Problem description: Each image should be skipped while the records are restated word for word.

Collected data entries

——————

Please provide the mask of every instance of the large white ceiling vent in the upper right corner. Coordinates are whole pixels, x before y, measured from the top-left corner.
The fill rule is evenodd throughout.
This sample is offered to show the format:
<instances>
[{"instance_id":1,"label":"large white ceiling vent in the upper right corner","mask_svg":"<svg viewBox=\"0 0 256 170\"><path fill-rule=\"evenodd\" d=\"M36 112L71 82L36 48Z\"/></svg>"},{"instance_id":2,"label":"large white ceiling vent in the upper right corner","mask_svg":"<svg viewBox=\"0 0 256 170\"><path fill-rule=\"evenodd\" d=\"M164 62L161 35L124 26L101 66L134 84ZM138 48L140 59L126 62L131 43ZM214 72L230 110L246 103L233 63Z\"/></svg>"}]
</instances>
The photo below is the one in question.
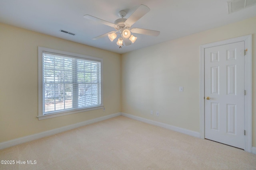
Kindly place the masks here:
<instances>
[{"instance_id":1,"label":"large white ceiling vent in the upper right corner","mask_svg":"<svg viewBox=\"0 0 256 170\"><path fill-rule=\"evenodd\" d=\"M232 0L228 2L228 14L256 5L256 0Z\"/></svg>"}]
</instances>

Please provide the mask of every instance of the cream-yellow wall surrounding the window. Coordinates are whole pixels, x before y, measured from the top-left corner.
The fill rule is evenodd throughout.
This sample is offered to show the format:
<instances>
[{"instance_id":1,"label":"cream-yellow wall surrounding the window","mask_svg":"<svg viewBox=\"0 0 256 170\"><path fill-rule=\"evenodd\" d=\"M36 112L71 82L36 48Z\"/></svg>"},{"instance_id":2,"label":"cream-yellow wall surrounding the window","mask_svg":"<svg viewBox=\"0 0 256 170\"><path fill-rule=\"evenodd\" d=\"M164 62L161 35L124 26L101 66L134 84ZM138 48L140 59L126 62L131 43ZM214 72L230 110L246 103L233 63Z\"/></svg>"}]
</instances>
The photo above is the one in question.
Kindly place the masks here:
<instances>
[{"instance_id":1,"label":"cream-yellow wall surrounding the window","mask_svg":"<svg viewBox=\"0 0 256 170\"><path fill-rule=\"evenodd\" d=\"M2 23L0 30L0 143L121 111L120 54ZM38 46L103 58L106 111L38 121Z\"/></svg>"}]
</instances>

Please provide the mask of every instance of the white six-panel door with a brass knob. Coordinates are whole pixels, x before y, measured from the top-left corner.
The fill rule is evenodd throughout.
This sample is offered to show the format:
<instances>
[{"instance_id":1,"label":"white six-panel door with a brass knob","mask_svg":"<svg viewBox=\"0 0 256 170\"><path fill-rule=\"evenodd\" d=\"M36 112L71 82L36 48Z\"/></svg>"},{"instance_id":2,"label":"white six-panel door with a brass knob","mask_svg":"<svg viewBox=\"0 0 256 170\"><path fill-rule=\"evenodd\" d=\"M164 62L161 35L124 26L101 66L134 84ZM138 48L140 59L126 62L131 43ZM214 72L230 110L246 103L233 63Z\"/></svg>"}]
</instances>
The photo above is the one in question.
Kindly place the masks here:
<instances>
[{"instance_id":1,"label":"white six-panel door with a brass knob","mask_svg":"<svg viewBox=\"0 0 256 170\"><path fill-rule=\"evenodd\" d=\"M244 149L244 41L204 52L205 138Z\"/></svg>"}]
</instances>

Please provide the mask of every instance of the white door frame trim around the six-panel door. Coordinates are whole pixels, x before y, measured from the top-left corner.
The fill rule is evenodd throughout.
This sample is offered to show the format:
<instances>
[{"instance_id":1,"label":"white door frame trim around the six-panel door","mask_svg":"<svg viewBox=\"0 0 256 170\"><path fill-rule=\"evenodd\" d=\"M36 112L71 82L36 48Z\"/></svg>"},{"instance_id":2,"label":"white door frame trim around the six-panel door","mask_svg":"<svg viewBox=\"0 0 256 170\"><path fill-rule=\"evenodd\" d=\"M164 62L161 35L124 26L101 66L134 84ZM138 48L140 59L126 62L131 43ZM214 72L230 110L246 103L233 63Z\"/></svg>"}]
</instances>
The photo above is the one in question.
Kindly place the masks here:
<instances>
[{"instance_id":1,"label":"white door frame trim around the six-panel door","mask_svg":"<svg viewBox=\"0 0 256 170\"><path fill-rule=\"evenodd\" d=\"M214 43L200 45L200 138L204 138L204 49L236 43L244 41L244 49L247 49L244 65L244 88L246 90L245 98L245 117L244 128L246 135L244 135L244 150L252 153L252 35L245 35L241 37L226 39Z\"/></svg>"}]
</instances>

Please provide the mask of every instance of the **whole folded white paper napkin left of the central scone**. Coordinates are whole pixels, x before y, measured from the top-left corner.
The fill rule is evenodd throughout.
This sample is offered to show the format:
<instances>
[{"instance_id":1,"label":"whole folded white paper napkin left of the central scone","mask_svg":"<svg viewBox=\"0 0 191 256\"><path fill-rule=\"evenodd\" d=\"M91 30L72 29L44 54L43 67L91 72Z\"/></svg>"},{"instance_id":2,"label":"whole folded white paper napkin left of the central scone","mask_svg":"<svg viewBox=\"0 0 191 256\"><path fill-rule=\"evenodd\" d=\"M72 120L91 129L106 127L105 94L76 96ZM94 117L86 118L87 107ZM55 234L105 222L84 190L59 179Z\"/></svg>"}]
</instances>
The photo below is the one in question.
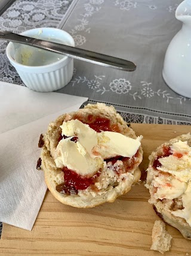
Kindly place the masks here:
<instances>
[{"instance_id":1,"label":"whole folded white paper napkin left of the central scone","mask_svg":"<svg viewBox=\"0 0 191 256\"><path fill-rule=\"evenodd\" d=\"M0 83L0 221L32 230L47 190L44 173L36 170L39 135L50 121L78 110L85 101Z\"/></svg>"}]
</instances>

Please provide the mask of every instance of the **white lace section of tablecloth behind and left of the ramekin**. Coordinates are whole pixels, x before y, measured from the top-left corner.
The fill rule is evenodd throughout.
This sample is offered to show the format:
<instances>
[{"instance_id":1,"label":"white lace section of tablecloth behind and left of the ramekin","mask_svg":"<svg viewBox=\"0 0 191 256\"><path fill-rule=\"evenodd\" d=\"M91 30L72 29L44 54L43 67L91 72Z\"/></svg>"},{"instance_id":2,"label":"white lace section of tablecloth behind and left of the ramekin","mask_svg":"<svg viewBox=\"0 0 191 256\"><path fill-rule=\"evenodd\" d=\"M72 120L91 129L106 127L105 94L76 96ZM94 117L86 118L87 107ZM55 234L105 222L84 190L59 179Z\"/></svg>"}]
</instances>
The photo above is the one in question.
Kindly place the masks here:
<instances>
[{"instance_id":1,"label":"white lace section of tablecloth behind and left of the ramekin","mask_svg":"<svg viewBox=\"0 0 191 256\"><path fill-rule=\"evenodd\" d=\"M1 29L20 34L32 28L57 28L72 0L19 0L0 17ZM24 85L5 54L7 42L0 40L0 80Z\"/></svg>"}]
</instances>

——————

Result for this exercise:
Please provide the mask of every instance of the large white ceiling vent in the upper right corner. Coordinates are whole pixels, x before y, measured from the top-left corner.
The fill rule is evenodd throughout.
This sample is offered to show the format:
<instances>
[{"instance_id":1,"label":"large white ceiling vent in the upper right corner","mask_svg":"<svg viewBox=\"0 0 256 170\"><path fill-rule=\"evenodd\" d=\"M36 112L71 82L36 48Z\"/></svg>"},{"instance_id":2,"label":"large white ceiling vent in the upper right corner","mask_svg":"<svg viewBox=\"0 0 256 170\"><path fill-rule=\"evenodd\" d=\"M164 62L161 35L124 26L101 66L134 84ZM138 48L140 59L126 62L131 43ZM214 72L230 110L246 103L233 63Z\"/></svg>"}]
</instances>
The photo below is the one in question.
Kindly place the masks here:
<instances>
[{"instance_id":1,"label":"large white ceiling vent in the upper right corner","mask_svg":"<svg viewBox=\"0 0 256 170\"><path fill-rule=\"evenodd\" d=\"M232 0L228 2L228 14L256 5L256 0Z\"/></svg>"}]
</instances>

Please provide the mask of every instance of the cream-yellow wall surrounding the window. Coordinates are whole pixels, x before y, measured from the top-left corner.
The fill rule is evenodd throughout.
This sample is offered to show the format:
<instances>
[{"instance_id":1,"label":"cream-yellow wall surrounding the window","mask_svg":"<svg viewBox=\"0 0 256 170\"><path fill-rule=\"evenodd\" d=\"M36 112L71 82L36 48Z\"/></svg>"},{"instance_id":2,"label":"cream-yellow wall surrounding the window","mask_svg":"<svg viewBox=\"0 0 256 170\"><path fill-rule=\"evenodd\" d=\"M164 62L161 35L124 26L101 66L134 84ZM138 48L140 59L126 62L131 43ZM214 72L230 110L246 103L233 63Z\"/></svg>"}]
</instances>
The photo above is the one in question.
Kindly place the masks here:
<instances>
[{"instance_id":1,"label":"cream-yellow wall surrounding the window","mask_svg":"<svg viewBox=\"0 0 256 170\"><path fill-rule=\"evenodd\" d=\"M2 23L0 30L0 143L121 111L120 54ZM38 46L103 58L106 111L38 121Z\"/></svg>"}]
</instances>

Please provide the mask of every instance of the white six-panel door with a brass knob. Coordinates are whole pixels, x before y, measured from the top-left corner.
The fill rule is evenodd throughout.
This sample is offered to show the format:
<instances>
[{"instance_id":1,"label":"white six-panel door with a brass knob","mask_svg":"<svg viewBox=\"0 0 256 170\"><path fill-rule=\"evenodd\" d=\"M36 112L71 82L36 48Z\"/></svg>"},{"instance_id":2,"label":"white six-panel door with a brass knob","mask_svg":"<svg viewBox=\"0 0 256 170\"><path fill-rule=\"evenodd\" d=\"M164 62L161 35L124 26L101 66L134 84ZM138 48L140 59L126 62L131 43ZM214 72L230 110L246 103L233 63Z\"/></svg>"}]
</instances>
The photo above is the one in question.
Kindly place the masks here:
<instances>
[{"instance_id":1,"label":"white six-panel door with a brass knob","mask_svg":"<svg viewBox=\"0 0 256 170\"><path fill-rule=\"evenodd\" d=\"M244 149L244 41L204 52L205 138Z\"/></svg>"}]
</instances>

Please provide the mask of every instance of the white door frame trim around the six-panel door. Coordinates are whole pixels, x before y, measured from the top-left corner.
The fill rule is evenodd throughout.
This sample is offered to show the format:
<instances>
[{"instance_id":1,"label":"white door frame trim around the six-panel door","mask_svg":"<svg viewBox=\"0 0 256 170\"><path fill-rule=\"evenodd\" d=\"M36 112L71 82L36 48Z\"/></svg>"},{"instance_id":2,"label":"white door frame trim around the six-panel door","mask_svg":"<svg viewBox=\"0 0 256 170\"><path fill-rule=\"evenodd\" d=\"M164 62L161 35L124 26L101 66L134 84ZM138 48L140 59L126 62L131 43ZM214 72L230 110L246 103L233 63Z\"/></svg>"}]
</instances>
The photo above is the one in question.
Kindly place the masks here:
<instances>
[{"instance_id":1,"label":"white door frame trim around the six-panel door","mask_svg":"<svg viewBox=\"0 0 256 170\"><path fill-rule=\"evenodd\" d=\"M214 43L200 45L200 138L204 138L204 49L236 43L244 41L244 49L247 49L244 65L244 88L246 90L245 98L245 117L244 128L246 135L244 135L244 150L252 153L252 35L245 35L241 37L226 39Z\"/></svg>"}]
</instances>

Please provide the mask of every instance of the **whole folded white paper napkin left of the central scone**. Coordinates are whole pixels, x before y, measured from the top-left corner.
The fill rule is evenodd throughout.
This sample is offered to show the format:
<instances>
[{"instance_id":1,"label":"whole folded white paper napkin left of the central scone","mask_svg":"<svg viewBox=\"0 0 191 256\"><path fill-rule=\"evenodd\" d=\"M91 30L72 29L44 54L43 67L91 72Z\"/></svg>"},{"instance_id":2,"label":"whole folded white paper napkin left of the central scone","mask_svg":"<svg viewBox=\"0 0 191 256\"><path fill-rule=\"evenodd\" d=\"M72 120L91 129L106 127L105 94L76 96ZM94 117L86 118L87 107ZM55 234L105 222L84 190L59 179Z\"/></svg>"}]
</instances>
The photo below is the one in question.
Kindly place the masks here:
<instances>
[{"instance_id":1,"label":"whole folded white paper napkin left of the central scone","mask_svg":"<svg viewBox=\"0 0 191 256\"><path fill-rule=\"evenodd\" d=\"M0 83L0 221L32 230L47 190L44 173L36 170L39 135L50 121L78 110L85 101Z\"/></svg>"}]
</instances>

Please provide the mask of every instance of the **white lace section of tablecloth behind and left of the ramekin**. Coordinates are whole pixels, x before y, measured from the top-left corner.
The fill rule is evenodd throughout.
This sample is offered to show the format:
<instances>
[{"instance_id":1,"label":"white lace section of tablecloth behind and left of the ramekin","mask_svg":"<svg viewBox=\"0 0 191 256\"><path fill-rule=\"evenodd\" d=\"M91 30L72 29L44 54L43 67L91 72Z\"/></svg>"},{"instance_id":2,"label":"white lace section of tablecloth behind and left of the ramekin","mask_svg":"<svg viewBox=\"0 0 191 256\"><path fill-rule=\"evenodd\" d=\"M72 120L91 129L106 127L105 94L76 96ZM94 117L86 118L87 107ZM55 234L105 222L84 190L59 179Z\"/></svg>"}]
</instances>
The photo above is the one in question.
Kindly place the masks here:
<instances>
[{"instance_id":1,"label":"white lace section of tablecloth behind and left of the ramekin","mask_svg":"<svg viewBox=\"0 0 191 256\"><path fill-rule=\"evenodd\" d=\"M1 29L20 34L32 28L57 28L72 0L19 0L0 17ZM24 85L5 54L7 42L0 40L0 80Z\"/></svg>"}]
</instances>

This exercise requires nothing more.